**About this exercise**: Once the data has been read, return all of it precisely as written.

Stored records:
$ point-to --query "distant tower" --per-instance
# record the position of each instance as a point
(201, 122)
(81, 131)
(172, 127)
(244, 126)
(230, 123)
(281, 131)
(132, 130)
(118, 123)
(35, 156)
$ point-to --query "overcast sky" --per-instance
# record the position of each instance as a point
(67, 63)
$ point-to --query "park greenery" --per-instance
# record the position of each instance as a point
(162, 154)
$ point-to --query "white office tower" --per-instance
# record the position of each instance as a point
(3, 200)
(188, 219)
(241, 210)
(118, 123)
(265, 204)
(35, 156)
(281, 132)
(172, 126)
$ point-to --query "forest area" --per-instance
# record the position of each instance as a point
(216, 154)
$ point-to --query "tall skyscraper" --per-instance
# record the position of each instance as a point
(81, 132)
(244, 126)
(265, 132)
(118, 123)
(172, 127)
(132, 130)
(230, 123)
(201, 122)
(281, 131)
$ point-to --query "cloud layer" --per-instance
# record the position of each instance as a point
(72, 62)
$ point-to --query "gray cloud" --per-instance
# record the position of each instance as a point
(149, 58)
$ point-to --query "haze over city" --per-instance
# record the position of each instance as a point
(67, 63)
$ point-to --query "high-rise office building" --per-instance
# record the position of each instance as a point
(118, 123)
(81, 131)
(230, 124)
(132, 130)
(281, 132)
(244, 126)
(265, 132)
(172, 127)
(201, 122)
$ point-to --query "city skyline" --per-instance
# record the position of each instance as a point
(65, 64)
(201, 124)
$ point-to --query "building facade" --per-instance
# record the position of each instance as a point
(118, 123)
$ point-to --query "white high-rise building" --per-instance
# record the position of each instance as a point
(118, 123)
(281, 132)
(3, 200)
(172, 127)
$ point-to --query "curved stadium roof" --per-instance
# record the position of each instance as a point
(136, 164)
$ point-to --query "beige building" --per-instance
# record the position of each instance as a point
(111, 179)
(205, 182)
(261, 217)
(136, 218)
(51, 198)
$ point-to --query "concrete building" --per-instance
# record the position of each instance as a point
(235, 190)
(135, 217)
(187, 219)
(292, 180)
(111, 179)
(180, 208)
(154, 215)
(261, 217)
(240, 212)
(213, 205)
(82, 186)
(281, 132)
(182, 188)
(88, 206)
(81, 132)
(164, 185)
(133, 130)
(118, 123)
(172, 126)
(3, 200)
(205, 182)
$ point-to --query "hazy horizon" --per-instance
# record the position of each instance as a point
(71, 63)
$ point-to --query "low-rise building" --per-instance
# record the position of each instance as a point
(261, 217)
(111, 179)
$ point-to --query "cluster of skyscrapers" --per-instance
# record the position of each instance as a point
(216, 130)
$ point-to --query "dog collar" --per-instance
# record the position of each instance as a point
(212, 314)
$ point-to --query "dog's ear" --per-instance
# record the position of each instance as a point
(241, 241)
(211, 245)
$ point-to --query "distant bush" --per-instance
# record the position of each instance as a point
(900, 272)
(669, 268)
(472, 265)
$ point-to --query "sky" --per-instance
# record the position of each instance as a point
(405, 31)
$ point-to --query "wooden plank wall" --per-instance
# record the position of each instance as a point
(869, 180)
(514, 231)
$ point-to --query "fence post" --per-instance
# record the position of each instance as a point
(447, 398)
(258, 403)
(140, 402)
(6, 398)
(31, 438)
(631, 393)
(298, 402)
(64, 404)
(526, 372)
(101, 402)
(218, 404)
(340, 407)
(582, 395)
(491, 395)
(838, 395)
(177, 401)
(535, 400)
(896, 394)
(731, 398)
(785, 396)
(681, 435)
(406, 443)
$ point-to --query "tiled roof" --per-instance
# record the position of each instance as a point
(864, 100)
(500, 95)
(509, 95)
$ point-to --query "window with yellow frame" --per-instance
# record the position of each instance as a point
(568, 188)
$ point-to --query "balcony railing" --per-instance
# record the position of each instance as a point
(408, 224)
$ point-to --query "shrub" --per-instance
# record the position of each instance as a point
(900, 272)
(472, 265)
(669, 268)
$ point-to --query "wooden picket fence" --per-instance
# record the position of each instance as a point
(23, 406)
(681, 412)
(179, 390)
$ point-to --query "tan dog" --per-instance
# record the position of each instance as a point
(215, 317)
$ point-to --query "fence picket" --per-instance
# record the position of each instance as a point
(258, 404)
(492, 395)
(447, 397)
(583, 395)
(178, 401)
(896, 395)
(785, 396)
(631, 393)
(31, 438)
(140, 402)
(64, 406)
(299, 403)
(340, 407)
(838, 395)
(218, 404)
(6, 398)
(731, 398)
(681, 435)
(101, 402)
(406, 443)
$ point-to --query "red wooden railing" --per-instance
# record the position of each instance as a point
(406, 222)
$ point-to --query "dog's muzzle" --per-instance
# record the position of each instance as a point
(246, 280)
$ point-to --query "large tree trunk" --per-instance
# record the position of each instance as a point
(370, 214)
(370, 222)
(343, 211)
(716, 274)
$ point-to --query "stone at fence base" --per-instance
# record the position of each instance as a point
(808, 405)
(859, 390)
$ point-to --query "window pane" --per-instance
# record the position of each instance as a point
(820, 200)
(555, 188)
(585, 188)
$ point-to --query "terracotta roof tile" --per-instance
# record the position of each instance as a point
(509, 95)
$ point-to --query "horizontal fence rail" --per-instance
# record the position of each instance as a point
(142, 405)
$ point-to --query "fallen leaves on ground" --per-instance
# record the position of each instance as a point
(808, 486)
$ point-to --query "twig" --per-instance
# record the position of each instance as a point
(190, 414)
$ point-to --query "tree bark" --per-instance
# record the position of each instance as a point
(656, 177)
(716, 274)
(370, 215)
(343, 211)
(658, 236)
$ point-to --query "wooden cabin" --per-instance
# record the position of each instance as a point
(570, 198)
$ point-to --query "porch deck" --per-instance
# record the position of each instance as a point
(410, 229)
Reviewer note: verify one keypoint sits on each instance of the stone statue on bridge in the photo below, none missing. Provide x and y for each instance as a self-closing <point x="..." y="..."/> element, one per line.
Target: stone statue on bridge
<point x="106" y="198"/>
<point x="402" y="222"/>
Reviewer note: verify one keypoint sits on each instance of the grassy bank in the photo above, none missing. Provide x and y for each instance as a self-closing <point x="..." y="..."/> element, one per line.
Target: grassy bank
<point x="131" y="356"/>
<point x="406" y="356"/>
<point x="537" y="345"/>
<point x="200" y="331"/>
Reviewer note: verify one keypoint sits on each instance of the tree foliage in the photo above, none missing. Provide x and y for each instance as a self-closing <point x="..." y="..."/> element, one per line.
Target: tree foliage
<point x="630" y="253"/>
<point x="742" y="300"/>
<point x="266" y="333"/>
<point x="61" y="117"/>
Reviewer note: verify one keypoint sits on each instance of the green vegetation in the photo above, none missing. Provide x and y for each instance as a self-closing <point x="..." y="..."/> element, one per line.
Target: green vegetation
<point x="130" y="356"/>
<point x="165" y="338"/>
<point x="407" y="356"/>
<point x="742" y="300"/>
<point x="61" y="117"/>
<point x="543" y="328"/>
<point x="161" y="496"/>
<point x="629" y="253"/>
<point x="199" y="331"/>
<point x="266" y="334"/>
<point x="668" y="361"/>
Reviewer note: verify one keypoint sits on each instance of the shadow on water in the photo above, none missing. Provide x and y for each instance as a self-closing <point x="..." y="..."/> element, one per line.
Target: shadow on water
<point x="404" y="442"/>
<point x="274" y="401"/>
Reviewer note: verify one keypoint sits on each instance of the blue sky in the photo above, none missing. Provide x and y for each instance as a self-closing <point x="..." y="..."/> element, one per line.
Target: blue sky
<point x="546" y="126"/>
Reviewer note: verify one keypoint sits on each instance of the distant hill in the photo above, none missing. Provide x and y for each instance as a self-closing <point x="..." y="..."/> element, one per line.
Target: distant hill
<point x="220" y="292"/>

**Result below**:
$ point-to --query "distant tower" --per-instance
# record the position of each instance as a point
(201, 122)
(81, 131)
(172, 127)
(244, 126)
(230, 123)
(281, 131)
(132, 130)
(118, 123)
(35, 156)
$ point-to --query "overcast sky" --per-instance
# record the position of each instance as a point
(67, 63)
$ point-to --query "park greenery" --per-instance
# record the position of each instance as a point
(162, 154)
$ point-to --query "white office tower" --per-instance
# record the position of each instance as a point
(3, 200)
(188, 219)
(241, 210)
(118, 123)
(265, 204)
(35, 156)
(281, 132)
(172, 126)
$ point-to --query "forest area" --per-instance
# record the position of each instance as a point
(216, 154)
$ point-to --query "tall skyscraper" --per-instance
# record the position of each instance as a point
(81, 132)
(244, 126)
(265, 132)
(118, 123)
(172, 127)
(132, 130)
(230, 123)
(201, 122)
(281, 131)
$ point-to --query "cloud layer" --per-instance
# record the position of each instance as a point
(72, 62)
$ point-to --query "gray cloud" --per-instance
# record the position of each instance as a point
(149, 58)
$ point-to --query "haze over city" --per-instance
# record the position of each instance as a point
(67, 63)
$ point-to --query "high-rise office building" --per-instance
# record the position of each instance as a point
(118, 123)
(81, 131)
(230, 124)
(132, 130)
(281, 132)
(244, 126)
(265, 132)
(172, 127)
(201, 122)
$ point-to --query "city skyline" --per-instance
# record the position of each instance as a point
(65, 64)
(201, 124)
$ point-to --query "building facade" --per-instance
# record the position of each instance as a point
(118, 123)
$ point-to --query "white high-rise building" --per-instance
# record the position of each instance as a point
(118, 123)
(281, 132)
(3, 200)
(172, 127)
$ point-to --query "curved stadium roof" --per-instance
# record the position of each instance as a point
(136, 164)
$ point-to --query "beige building" --per-instance
# record the position of each instance as a point
(111, 179)
(205, 182)
(261, 217)
(136, 218)
(51, 198)
$ point-to --query "concrete building" --per-instance
# record the position of each instance as a point
(235, 190)
(135, 217)
(187, 219)
(292, 180)
(111, 179)
(180, 208)
(154, 215)
(261, 217)
(240, 212)
(213, 205)
(82, 186)
(281, 132)
(182, 188)
(88, 206)
(81, 132)
(164, 185)
(133, 130)
(118, 123)
(172, 126)
(3, 200)
(205, 182)
$ point-to --query "hazy horizon" --per-instance
# record the position of each instance as a point
(71, 63)
$ point-to --query "low-rise building" --per-instance
# record the position of each instance as a point
(261, 217)
(111, 179)
$ point-to --query "cluster of skyscrapers" --per-instance
# record the position of each instance as a point
(216, 130)
$ point-to --query "dog collar" --per-instance
# record the position of each instance as a point
(212, 314)
$ point-to --query "dog's ear" --per-instance
# record the position of each instance as a point
(241, 241)
(211, 245)
$ point-to --query "distant bush" --per-instance
# record the position of each instance as a point
(900, 272)
(669, 268)
(472, 265)
$ point-to --query "sky" --per-instance
# record the position of each instance as a point
(405, 31)
$ point-to --query "wooden plank wall" --per-instance
# record the position of each instance as a point
(869, 180)
(514, 231)
$ point-to --query "fence post" --per-instance
# record the position of each instance as a point
(447, 398)
(258, 403)
(140, 402)
(6, 398)
(31, 438)
(631, 393)
(298, 402)
(64, 404)
(526, 372)
(101, 402)
(218, 404)
(340, 407)
(582, 395)
(491, 395)
(838, 395)
(177, 401)
(535, 400)
(896, 394)
(731, 398)
(785, 396)
(681, 435)
(406, 443)
$ point-to --query "tiled roof" --per-instance
# record the position of each instance as a point
(864, 100)
(500, 95)
(509, 95)
$ point-to --query "window with yellow frame" --per-instance
# record the position of each instance as a point
(568, 188)
$ point-to --query "balcony railing" --per-instance
# record the position of each instance as a point
(408, 224)
$ point-to --query "shrub" --per-instance
# record the position of each instance as a point
(900, 272)
(472, 265)
(669, 268)
$ point-to --query "wooden picket fence" --per-instance
# record the position of each instance as a point
(23, 406)
(681, 412)
(179, 390)
$ point-to --query "tan dog" --per-instance
# record the position of each instance as a point
(215, 317)
$ point-to --query "fence picket" --per-instance
# record the position of each instance as a point
(258, 404)
(492, 395)
(447, 397)
(583, 395)
(178, 401)
(896, 395)
(785, 396)
(631, 393)
(31, 438)
(140, 402)
(64, 406)
(299, 403)
(340, 407)
(838, 395)
(218, 404)
(6, 398)
(731, 398)
(681, 435)
(101, 402)
(406, 443)
$ point-to --query "red wooden railing" --per-instance
# record the position of each instance as a point
(406, 222)
$ point-to --query "dog's muzzle" --per-instance
# record the position of each instance as a point
(246, 280)
$ point-to --query "large tree trunk" --per-instance
# record the position of each instance as a point
(370, 214)
(370, 222)
(343, 211)
(716, 274)
$ point-to --query "stone at fence base" --per-instance
# record the position of each instance as a point
(808, 405)
(859, 390)
$ point-to --query "window pane" --per-instance
# record the position of each instance as a point
(820, 200)
(555, 188)
(585, 188)
$ point-to --query "terracotta roof tile" --per-instance
# record the position of each instance as a point
(509, 95)
$ point-to --query "horizontal fence rail" --per-instance
# record the position of each instance as a point
(142, 405)
$ point-to --query "fallen leaves on ground" --per-instance
# record the position of each instance as a point
(808, 486)
$ point-to --query "twig" --per-instance
# record the position of each instance as a point
(190, 414)
$ point-to --query "tree bark" --per-instance
# record the position of each instance as a point
(656, 177)
(716, 274)
(370, 215)
(343, 211)
(658, 236)
$ point-to --query "wooden cabin" --per-instance
# record the position of each instance as a point
(570, 198)
$ point-to --query "porch deck" --per-instance
# record the position of each instance as a point
(410, 229)
Reviewer note: verify one keypoint sits on each instance of the stone statue on bridge in the photo below, none missing. Provide x and y for each instance as a self-closing <point x="..." y="..."/> element, one per line.
Target: stone statue on bridge
<point x="106" y="198"/>
<point x="402" y="222"/>
Reviewer note: verify one keypoint sits on each instance of the grassy bank in the photo above, none missing. Provide x and y for each instance as a self-closing <point x="..." y="..."/> element, one per line.
Target: grassy bank
<point x="131" y="356"/>
<point x="406" y="356"/>
<point x="537" y="345"/>
<point x="200" y="331"/>
Reviewer note: verify one keypoint sits on each instance of the tree foliage in the photo above, none missing. Provide x and y for each instance as a self-closing <point x="..." y="..."/> element, one per line.
Target: tree foliage
<point x="630" y="253"/>
<point x="742" y="300"/>
<point x="266" y="333"/>
<point x="61" y="117"/>
Reviewer note: verify one keypoint sits on each instance of the green vegetation in the photo above, none missing. Provide x and y for each instance as a self-closing <point x="..." y="..."/> element, one per line.
Target: green vegetation
<point x="130" y="356"/>
<point x="165" y="338"/>
<point x="407" y="356"/>
<point x="742" y="300"/>
<point x="61" y="117"/>
<point x="543" y="328"/>
<point x="161" y="496"/>
<point x="629" y="253"/>
<point x="199" y="331"/>
<point x="266" y="334"/>
<point x="668" y="361"/>
Reviewer note: verify one keypoint sits on each instance of the shadow on water in the photo above, none missing. Provide x and y for each instance as a self-closing <point x="..." y="..."/> element, one per line.
Target: shadow on water
<point x="404" y="442"/>
<point x="274" y="401"/>
Reviewer note: verify one keypoint sits on each instance of the blue sky in the photo above, none missing. Provide x and y for each instance as a self-closing <point x="..." y="..."/> element, one per line.
Target: blue sky
<point x="546" y="126"/>
Reviewer note: verify one keypoint sits on each instance of the distant hill in the photo above, none missing. Provide x and y for each instance as a self-closing <point x="..." y="..."/> element, one per line.
Target: distant hill
<point x="220" y="292"/>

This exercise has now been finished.